(WORKING DATA begins)

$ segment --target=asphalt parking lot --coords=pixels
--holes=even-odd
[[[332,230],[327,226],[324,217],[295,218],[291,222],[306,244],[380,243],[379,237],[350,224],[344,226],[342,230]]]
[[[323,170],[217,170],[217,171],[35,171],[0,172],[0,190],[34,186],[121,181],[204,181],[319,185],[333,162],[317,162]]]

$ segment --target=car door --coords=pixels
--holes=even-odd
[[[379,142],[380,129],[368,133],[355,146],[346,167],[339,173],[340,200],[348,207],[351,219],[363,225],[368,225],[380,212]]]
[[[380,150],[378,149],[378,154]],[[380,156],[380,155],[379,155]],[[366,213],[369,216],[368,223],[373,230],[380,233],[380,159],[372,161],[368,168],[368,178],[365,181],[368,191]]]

(WORKING DATA ends)

=== WORK REQUIRED ===
The line containing "--target=car door --coords=pixels" marks where to begin; copy it and every later line exactly, through the end of the data.

=== COMPLETED EXERCISE ===
$ segment --target=car door --coords=pixels
--holes=even-odd
[[[379,142],[380,129],[368,133],[355,146],[346,167],[339,173],[340,200],[348,207],[351,219],[363,225],[368,225],[380,212]]]
[[[380,150],[378,149],[378,154]],[[380,156],[380,155],[379,155]],[[366,213],[369,216],[368,223],[373,230],[380,233],[380,159],[372,161],[368,168],[368,178],[365,181],[368,191]]]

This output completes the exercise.